> [Supplied data]:
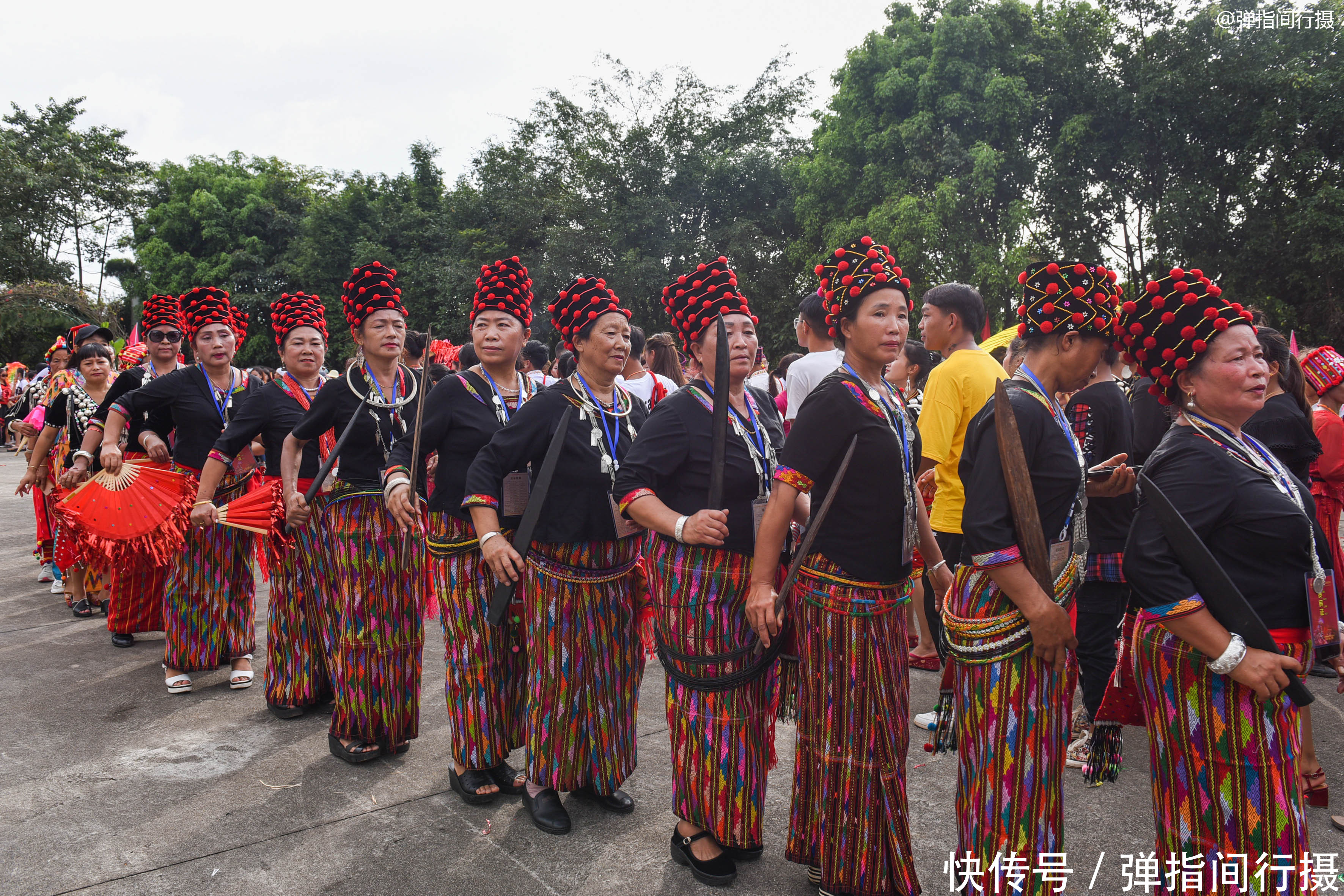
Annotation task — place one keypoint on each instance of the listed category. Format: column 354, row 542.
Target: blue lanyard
column 499, row 397
column 374, row 380
column 757, row 436
column 612, row 434
column 214, row 393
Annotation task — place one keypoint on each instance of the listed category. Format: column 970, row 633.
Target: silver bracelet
column 1232, row 657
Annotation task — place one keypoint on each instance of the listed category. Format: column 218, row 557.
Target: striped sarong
column 1225, row 765
column 486, row 665
column 722, row 740
column 210, row 598
column 584, row 664
column 376, row 667
column 850, row 814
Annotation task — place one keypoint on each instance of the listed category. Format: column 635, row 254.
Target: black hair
column 93, row 350
column 814, row 311
column 1289, row 371
column 537, row 354
column 963, row 302
column 924, row 359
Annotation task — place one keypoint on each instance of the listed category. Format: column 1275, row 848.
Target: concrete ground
column 115, row 786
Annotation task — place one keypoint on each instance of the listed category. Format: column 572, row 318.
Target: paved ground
column 115, row 786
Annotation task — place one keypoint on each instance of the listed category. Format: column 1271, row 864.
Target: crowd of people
column 566, row 519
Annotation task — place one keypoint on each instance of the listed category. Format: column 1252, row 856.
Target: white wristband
column 1232, row 657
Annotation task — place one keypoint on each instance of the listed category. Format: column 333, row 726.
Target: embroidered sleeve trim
column 994, row 559
column 1194, row 604
column 789, row 476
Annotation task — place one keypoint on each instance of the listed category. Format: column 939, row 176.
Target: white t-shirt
column 643, row 387
column 804, row 375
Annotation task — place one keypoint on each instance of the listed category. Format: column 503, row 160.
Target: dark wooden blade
column 1022, row 498
column 814, row 527
column 523, row 535
column 720, row 432
column 1221, row 594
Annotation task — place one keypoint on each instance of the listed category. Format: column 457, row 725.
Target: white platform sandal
column 179, row 683
column 247, row 675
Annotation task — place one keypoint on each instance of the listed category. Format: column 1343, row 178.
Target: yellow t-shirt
column 956, row 391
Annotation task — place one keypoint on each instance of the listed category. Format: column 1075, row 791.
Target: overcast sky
column 350, row 86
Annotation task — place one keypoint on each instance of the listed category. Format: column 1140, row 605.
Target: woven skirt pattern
column 486, row 665
column 376, row 667
column 302, row 620
column 584, row 664
column 1012, row 731
column 1225, row 765
column 210, row 598
column 722, row 740
column 850, row 812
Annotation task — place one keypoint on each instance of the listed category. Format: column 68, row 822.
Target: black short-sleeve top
column 186, row 404
column 378, row 425
column 1254, row 531
column 578, row 506
column 673, row 454
column 865, row 528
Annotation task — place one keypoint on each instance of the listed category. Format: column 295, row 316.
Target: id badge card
column 759, row 514
column 624, row 528
column 1324, row 612
column 518, row 488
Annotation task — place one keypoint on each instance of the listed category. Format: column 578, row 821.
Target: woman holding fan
column 487, row 665
column 585, row 662
column 700, row 569
column 300, row 632
column 376, row 667
column 210, row 594
column 850, row 823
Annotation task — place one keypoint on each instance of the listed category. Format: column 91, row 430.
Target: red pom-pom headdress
column 505, row 287
column 853, row 272
column 585, row 300
column 700, row 297
column 1066, row 297
column 297, row 310
column 370, row 289
column 1170, row 323
column 162, row 311
column 205, row 305
column 1323, row 369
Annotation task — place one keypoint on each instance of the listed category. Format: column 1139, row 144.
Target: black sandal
column 720, row 871
column 354, row 754
column 468, row 786
column 506, row 778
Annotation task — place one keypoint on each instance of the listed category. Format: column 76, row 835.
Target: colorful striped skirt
column 302, row 617
column 1225, row 764
column 850, row 813
column 210, row 600
column 722, row 740
column 1012, row 720
column 486, row 665
column 376, row 667
column 584, row 663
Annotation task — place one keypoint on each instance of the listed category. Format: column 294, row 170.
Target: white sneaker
column 925, row 722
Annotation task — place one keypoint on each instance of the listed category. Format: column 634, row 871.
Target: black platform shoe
column 720, row 871
column 547, row 813
column 619, row 802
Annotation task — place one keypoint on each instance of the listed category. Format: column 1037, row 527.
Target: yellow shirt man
column 956, row 391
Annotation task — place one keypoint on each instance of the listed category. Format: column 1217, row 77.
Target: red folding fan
column 257, row 511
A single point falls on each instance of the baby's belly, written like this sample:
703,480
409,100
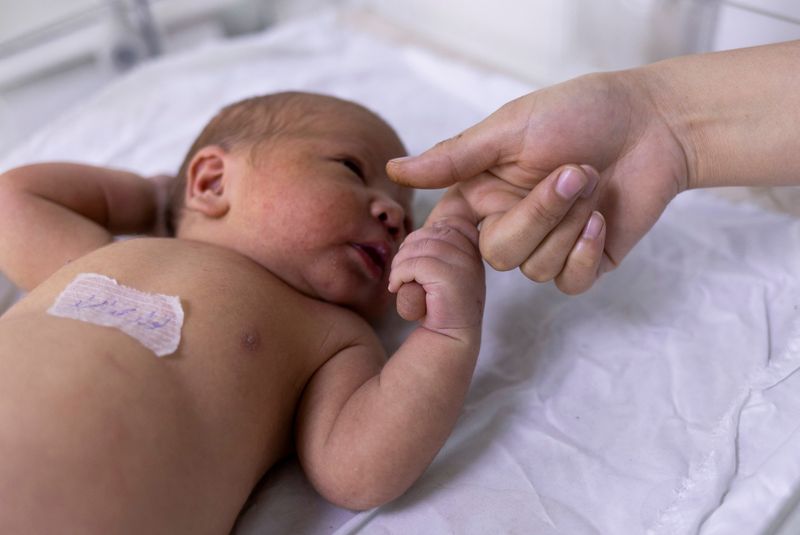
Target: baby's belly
100,415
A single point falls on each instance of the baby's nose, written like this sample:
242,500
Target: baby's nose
391,214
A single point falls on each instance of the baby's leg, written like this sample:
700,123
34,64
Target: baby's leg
88,445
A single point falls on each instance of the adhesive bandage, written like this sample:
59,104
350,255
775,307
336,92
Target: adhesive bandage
155,320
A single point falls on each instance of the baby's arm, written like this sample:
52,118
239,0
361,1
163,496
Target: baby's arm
366,433
52,213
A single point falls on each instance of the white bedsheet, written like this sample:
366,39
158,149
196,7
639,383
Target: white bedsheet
663,401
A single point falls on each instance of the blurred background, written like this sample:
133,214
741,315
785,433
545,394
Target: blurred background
56,53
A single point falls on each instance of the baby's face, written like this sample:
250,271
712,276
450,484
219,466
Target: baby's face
318,210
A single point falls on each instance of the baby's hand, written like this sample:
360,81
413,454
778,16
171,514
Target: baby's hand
443,259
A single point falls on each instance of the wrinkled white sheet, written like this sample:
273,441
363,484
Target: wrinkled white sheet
663,401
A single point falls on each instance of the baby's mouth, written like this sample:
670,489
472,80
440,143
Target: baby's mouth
376,255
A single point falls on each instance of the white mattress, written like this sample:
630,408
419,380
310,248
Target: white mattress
663,401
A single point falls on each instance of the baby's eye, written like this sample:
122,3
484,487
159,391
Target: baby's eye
354,167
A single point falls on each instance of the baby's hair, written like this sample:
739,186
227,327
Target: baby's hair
248,124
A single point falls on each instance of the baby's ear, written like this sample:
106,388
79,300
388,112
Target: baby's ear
206,182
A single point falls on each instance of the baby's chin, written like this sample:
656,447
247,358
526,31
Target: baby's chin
377,310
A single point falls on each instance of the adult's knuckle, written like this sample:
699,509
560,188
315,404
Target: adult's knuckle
544,215
496,255
536,272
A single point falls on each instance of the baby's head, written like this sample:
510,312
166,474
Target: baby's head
297,182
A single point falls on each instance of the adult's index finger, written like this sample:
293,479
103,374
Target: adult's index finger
459,158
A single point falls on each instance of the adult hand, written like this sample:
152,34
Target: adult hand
510,170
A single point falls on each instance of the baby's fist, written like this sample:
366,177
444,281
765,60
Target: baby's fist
443,260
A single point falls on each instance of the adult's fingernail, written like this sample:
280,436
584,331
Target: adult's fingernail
593,228
569,183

> [Prompt]:
Output all of the data above exactly; no pictures should appear.

> [Task solution]:
Annotation task — place one keypoint on each instance of the listed category. Format: column 354, row 542.
Target: blue lanyard
column 499, row 397
column 374, row 380
column 757, row 436
column 612, row 434
column 214, row 393
Annotation task — place one keypoint on each instance of the listed category. Format: column 970, row 633.
Target: silver bracelet
column 1232, row 657
Annotation task — place one keypoint on each instance of the listed category. Format: column 218, row 557.
Target: striped sarong
column 1225, row 765
column 486, row 665
column 722, row 740
column 210, row 598
column 584, row 664
column 376, row 667
column 850, row 814
Annotation task — place one keypoint on each instance of the listed category. Format: column 635, row 254.
Target: black hair
column 93, row 350
column 814, row 311
column 1289, row 371
column 537, row 354
column 963, row 302
column 924, row 359
Annotation task — place one keypoint on each instance of the listed category. Format: column 1275, row 848.
Target: concrete ground
column 115, row 786
Annotation task — place one keypoint on each instance of the listed category. Format: column 572, row 318.
Target: paved ground
column 115, row 786
Annotation task — place one keypoint on each instance of the listed category. Format: column 1271, row 864.
Target: crowd of people
column 566, row 519
Annotation task — place one keypoint on each instance of the listed category. Format: column 1252, row 856.
Target: white wristband
column 1232, row 657
Annotation task — place one keypoint on each instance of the listed category. Format: column 333, row 726.
Target: embroidered sleeve trim
column 994, row 559
column 1194, row 604
column 789, row 476
Annotation task — place one keypoint on each instance of the listed category. Format: column 939, row 176.
Target: white t-shirt
column 643, row 387
column 804, row 375
Annotation task — place one keypoint on each instance of the listed category. Format: column 503, row 160.
Target: dark wooden blade
column 1022, row 498
column 814, row 527
column 523, row 535
column 720, row 432
column 1221, row 594
Annotation task — place one keypoint on each instance of the listed category. Format: column 457, row 725.
Target: white platform sandal
column 179, row 683
column 247, row 675
Annotation task — place one keypoint on each instance of the listed category. Format: column 1343, row 178.
Target: yellow t-shirt
column 956, row 391
Annotation task — place one keypoint on each instance of the listed category. Format: column 1075, row 791.
Target: overcast sky
column 350, row 86
Annotation task — place one keypoint on each instance of the listed category. Format: column 1140, row 605.
Target: woven skirt pattern
column 486, row 665
column 376, row 667
column 302, row 620
column 584, row 664
column 1012, row 731
column 1225, row 765
column 210, row 598
column 722, row 740
column 850, row 812
Annotation task — place one keypoint on each instance of the listed category. Format: column 68, row 822.
Target: black short-sleeve top
column 186, row 404
column 378, row 425
column 1254, row 531
column 578, row 506
column 673, row 454
column 865, row 528
Annotation task — place one keypoint on each instance of the listed category. Format: column 295, row 316.
Target: id badge card
column 759, row 514
column 624, row 528
column 1324, row 612
column 518, row 488
Annotation task — place one keypoint on each instance of the listed category. Format: column 578, row 821.
Target: woman holding fan
column 487, row 665
column 585, row 662
column 700, row 569
column 300, row 632
column 376, row 667
column 210, row 594
column 850, row 823
Annotation task — place one keypoint on each instance of the listed category. Format: column 91, row 430.
Target: red pom-pom headdress
column 505, row 287
column 853, row 272
column 585, row 300
column 700, row 297
column 1066, row 297
column 297, row 310
column 370, row 289
column 1170, row 323
column 162, row 311
column 205, row 305
column 1323, row 369
Annotation task — place one keypoint on each instance of the listed category. Format: column 1139, row 144.
Target: black sandal
column 720, row 871
column 354, row 754
column 468, row 786
column 506, row 778
Annotation task — place one keypoint on each instance of the listed category. Format: column 76, row 835.
Target: colorful striped skirt
column 302, row 617
column 1225, row 764
column 850, row 813
column 210, row 600
column 722, row 740
column 1012, row 720
column 486, row 665
column 376, row 667
column 584, row 663
Annotation task — place one keypoint on each instance of the listed category. Format: column 294, row 170.
Target: white sneaker
column 925, row 722
Annotation task — place one keypoint on each instance of the listed category. Format: column 634, row 871.
Target: black platform shoe
column 720, row 871
column 547, row 813
column 619, row 802
Annotation task — place one keypoint on each instance of the listed category. Format: column 1037, row 527.
Target: yellow shirt man
column 956, row 391
Annotation task — place one keypoint on each instance of the listed category. Format: column 1217, row 77.
Target: red folding fan
column 257, row 511
A single point falls on each instance of the baby's belly, written like this sample:
703,480
409,100
Target: baby's belly
100,415
A single point falls on each instance of the baby's nose, written like this sample:
242,500
Target: baby's nose
391,214
A single point falls on each instance of the baby's leg, written like this sample:
700,123
34,64
Target: baby's leg
88,445
A single point falls on each instance of the adhesive bandage, written like this sample:
59,104
350,255
775,307
336,92
Target: adhesive bandage
155,320
A single point falls on each instance of the baby's arm, written like this sample:
52,118
239,0
361,1
163,496
Target: baby's arm
366,433
52,213
A single point falls on each instance of the white bedsheet, written like this sample:
366,39
158,149
196,7
639,383
Target: white bedsheet
663,401
A single point falls on each instance of the blurred background, written like this sample:
133,214
741,315
785,433
545,394
Target: blurred background
56,53
A single point falls on each instance of the baby's face, written like this sample:
250,271
712,276
450,484
219,466
Target: baby's face
318,210
A single point falls on each instance of the baby's hand, written like this sample:
360,81
413,454
778,16
171,514
Target: baby's hand
443,259
A single point falls on each instance of the wrinkled white sheet, written like this sample:
273,441
363,484
Target: wrinkled white sheet
663,401
A single point falls on each instance of the baby's mouth, written like this sample:
670,489
472,80
440,143
Target: baby's mouth
376,255
A single point falls on each instance of the white mattress, written like this sample:
630,408
419,380
310,248
Target: white mattress
663,401
A single point falls on each instance of the baby's eye, written like this sample:
122,3
484,487
159,391
Target: baby's eye
354,167
A single point falls on each instance of the baby's hair, written like this sample:
739,186
227,327
Target: baby's hair
248,124
A single point falls on each instance of the baby's ear, written like this sample:
106,388
79,300
388,112
Target: baby's ear
206,182
A single point falls on each instance of the baby's chin, written like this sample:
656,447
247,358
526,31
Target: baby's chin
377,310
A single point falls on each instance of the adult's knuckle, written like this sample:
699,509
560,188
315,404
Target: adult's knuckle
544,215
496,255
536,272
A single point falls on each instance of the baby's head, written like this sample:
510,312
166,474
Target: baby's head
297,182
A single point falls on each instance of the adult's index finger, written like this sample:
293,479
103,374
Target: adult's index finger
459,158
A single point falls on each instance of the adult hand, written like this sample:
152,34
Target: adult hand
510,170
A single point falls on each instance of the baby's fist, written like this sample:
366,177
444,281
765,60
Target: baby's fist
443,260
A single point falls on each instance of the adult's fingernail, written like this sample:
280,436
584,331
Target: adult's fingernail
593,228
569,183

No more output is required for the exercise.